▶ _Task goal_:
How many lines in the rows below contain the word "each"? Reply with the number alone.

▶ _Material shown_:
◆ ◆ ◆ ◆ ◆ ◆ ◆

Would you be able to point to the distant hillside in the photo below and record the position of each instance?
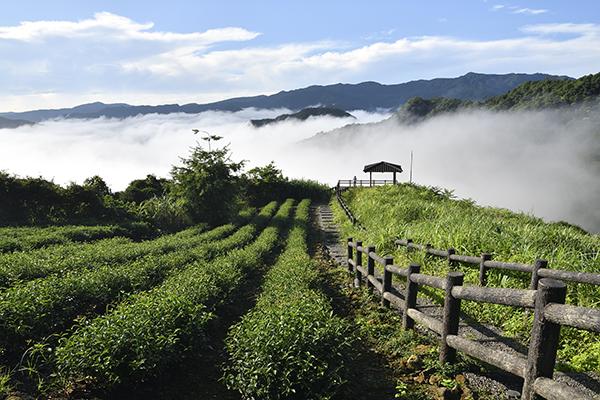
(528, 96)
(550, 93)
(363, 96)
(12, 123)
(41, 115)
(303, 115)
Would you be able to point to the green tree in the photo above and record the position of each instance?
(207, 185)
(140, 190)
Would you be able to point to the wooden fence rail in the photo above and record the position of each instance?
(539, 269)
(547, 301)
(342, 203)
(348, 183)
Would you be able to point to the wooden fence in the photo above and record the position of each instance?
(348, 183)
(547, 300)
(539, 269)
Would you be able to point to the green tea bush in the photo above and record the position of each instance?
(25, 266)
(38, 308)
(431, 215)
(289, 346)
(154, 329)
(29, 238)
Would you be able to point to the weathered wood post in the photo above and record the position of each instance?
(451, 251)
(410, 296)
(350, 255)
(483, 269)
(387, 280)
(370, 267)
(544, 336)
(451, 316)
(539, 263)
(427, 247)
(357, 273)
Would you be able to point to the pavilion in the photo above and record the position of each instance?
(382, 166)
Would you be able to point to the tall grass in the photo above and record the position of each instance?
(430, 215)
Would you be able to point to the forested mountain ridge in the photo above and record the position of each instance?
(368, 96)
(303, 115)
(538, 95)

◆ ◆ ◆ ◆ ◆ ◆ ◆

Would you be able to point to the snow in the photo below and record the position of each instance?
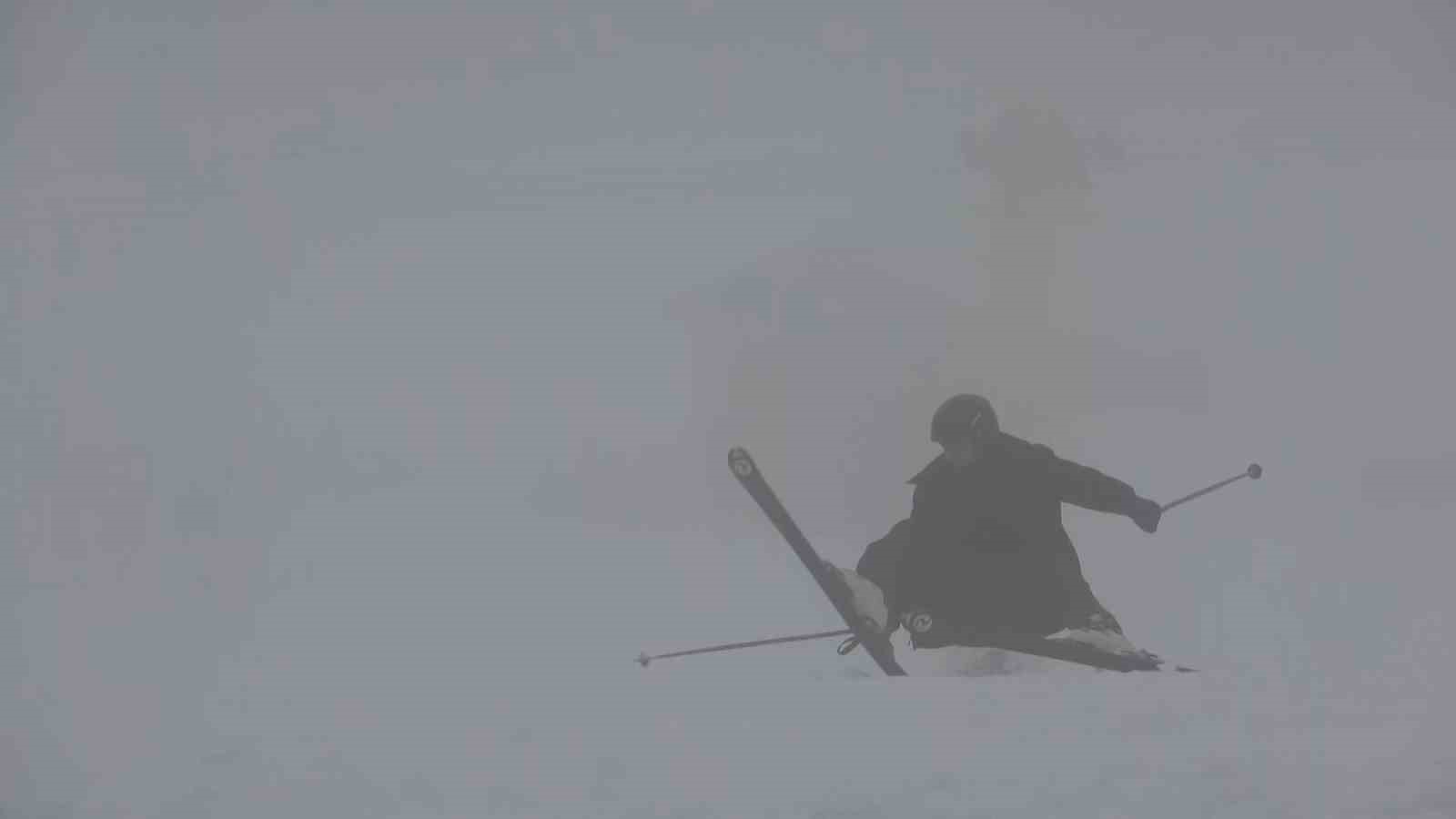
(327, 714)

◆ ◆ ◆ ◆ ◆ ◆ ◆

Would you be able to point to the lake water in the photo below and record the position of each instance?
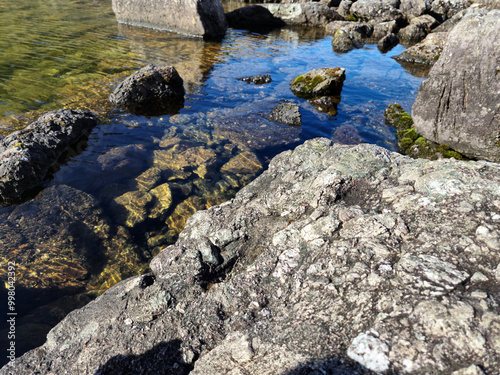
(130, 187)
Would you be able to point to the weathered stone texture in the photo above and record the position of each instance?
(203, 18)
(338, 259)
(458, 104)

◆ ◆ ◆ ◆ ◆ ◆ ◆

▶ _Reply_:
12